## Excerpts from point annotation data
------------------------------------------------
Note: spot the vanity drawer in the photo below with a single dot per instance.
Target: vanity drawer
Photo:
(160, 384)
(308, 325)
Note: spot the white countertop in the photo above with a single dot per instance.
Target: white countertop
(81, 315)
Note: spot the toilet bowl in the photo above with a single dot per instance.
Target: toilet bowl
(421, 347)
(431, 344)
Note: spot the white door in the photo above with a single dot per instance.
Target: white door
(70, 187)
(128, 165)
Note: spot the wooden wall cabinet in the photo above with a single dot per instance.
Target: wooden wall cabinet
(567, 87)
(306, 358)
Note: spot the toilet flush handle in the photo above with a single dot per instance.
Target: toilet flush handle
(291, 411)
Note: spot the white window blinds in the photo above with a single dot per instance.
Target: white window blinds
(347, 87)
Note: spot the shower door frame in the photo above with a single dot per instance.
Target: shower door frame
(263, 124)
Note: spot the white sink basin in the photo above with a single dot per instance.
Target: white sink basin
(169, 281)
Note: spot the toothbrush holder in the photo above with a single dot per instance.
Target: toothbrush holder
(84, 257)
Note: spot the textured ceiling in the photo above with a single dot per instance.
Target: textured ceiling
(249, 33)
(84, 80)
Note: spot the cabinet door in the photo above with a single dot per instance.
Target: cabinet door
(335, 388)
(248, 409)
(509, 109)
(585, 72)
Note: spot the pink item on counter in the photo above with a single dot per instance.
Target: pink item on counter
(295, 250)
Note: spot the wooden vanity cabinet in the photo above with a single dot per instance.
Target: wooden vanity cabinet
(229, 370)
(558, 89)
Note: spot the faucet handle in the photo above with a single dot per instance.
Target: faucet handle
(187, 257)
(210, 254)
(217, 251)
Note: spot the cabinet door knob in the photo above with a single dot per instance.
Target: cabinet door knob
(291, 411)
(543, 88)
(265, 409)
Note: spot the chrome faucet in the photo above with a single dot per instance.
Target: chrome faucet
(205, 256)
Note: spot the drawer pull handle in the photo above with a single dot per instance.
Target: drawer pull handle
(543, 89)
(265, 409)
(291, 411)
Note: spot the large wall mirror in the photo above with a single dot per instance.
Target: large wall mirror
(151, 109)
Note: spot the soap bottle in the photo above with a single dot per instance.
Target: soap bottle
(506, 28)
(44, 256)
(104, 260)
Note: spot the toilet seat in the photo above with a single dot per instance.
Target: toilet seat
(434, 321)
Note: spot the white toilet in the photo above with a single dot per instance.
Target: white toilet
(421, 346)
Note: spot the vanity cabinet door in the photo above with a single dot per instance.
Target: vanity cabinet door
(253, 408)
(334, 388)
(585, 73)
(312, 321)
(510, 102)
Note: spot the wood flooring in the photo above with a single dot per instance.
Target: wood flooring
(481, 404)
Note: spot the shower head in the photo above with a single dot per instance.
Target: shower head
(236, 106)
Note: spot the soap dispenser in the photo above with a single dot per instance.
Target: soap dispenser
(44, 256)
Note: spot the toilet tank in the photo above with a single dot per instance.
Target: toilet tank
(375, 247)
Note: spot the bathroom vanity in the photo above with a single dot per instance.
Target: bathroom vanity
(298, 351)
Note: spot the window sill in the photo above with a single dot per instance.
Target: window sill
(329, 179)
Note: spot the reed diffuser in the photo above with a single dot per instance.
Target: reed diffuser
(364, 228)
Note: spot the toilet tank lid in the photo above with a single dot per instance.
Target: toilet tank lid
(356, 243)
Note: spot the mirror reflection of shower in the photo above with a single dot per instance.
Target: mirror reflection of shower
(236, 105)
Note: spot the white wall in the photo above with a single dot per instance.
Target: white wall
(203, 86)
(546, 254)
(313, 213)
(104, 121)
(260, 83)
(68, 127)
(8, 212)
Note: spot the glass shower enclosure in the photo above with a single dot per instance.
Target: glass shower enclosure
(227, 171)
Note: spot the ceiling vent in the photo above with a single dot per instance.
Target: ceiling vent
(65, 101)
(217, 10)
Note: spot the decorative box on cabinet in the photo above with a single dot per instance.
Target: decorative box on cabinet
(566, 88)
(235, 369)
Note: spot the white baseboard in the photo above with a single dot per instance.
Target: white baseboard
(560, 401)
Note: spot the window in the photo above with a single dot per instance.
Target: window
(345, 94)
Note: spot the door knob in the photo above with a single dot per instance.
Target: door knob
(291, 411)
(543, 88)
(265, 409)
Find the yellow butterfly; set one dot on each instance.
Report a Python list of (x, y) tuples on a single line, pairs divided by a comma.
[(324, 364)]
------------------------------------------------
What needs duplicating is the run of lines from the one containing "Note: spot the white wall" through the last line of the entries above, exact and complete.

## Answer to this problem
Note: spot the white wall in the photo above with a single dot per instance.
Target: white wall
(203, 86)
(546, 254)
(313, 213)
(104, 121)
(260, 83)
(68, 127)
(8, 212)
Note: spot the glass shower enclosure in the photo above with a single dot per instance.
Target: glass shower enclosure
(227, 171)
Note: spot the ceiling vent in the photo above with a single dot per instance.
Target: ceiling vent
(65, 101)
(217, 10)
Note: spot the decorative box on cabinet in the photo above with a single dot per instance.
Target: decorative box on cabinet
(566, 88)
(235, 369)
Note: spot the white baseboard in the photo above with a single dot per instance.
Target: white baseboard
(560, 401)
Note: spot the window in the photo above with a single dot per instance.
Target: window
(345, 94)
Note: spot the door knob in the photo above with a single dot per instance.
Target: door knob
(291, 411)
(543, 88)
(265, 409)
Find the yellow butterfly; set one dot on each instance.
Report a Python list of (x, y) tuples on a single line, pairs divided by a comma.
[(324, 364)]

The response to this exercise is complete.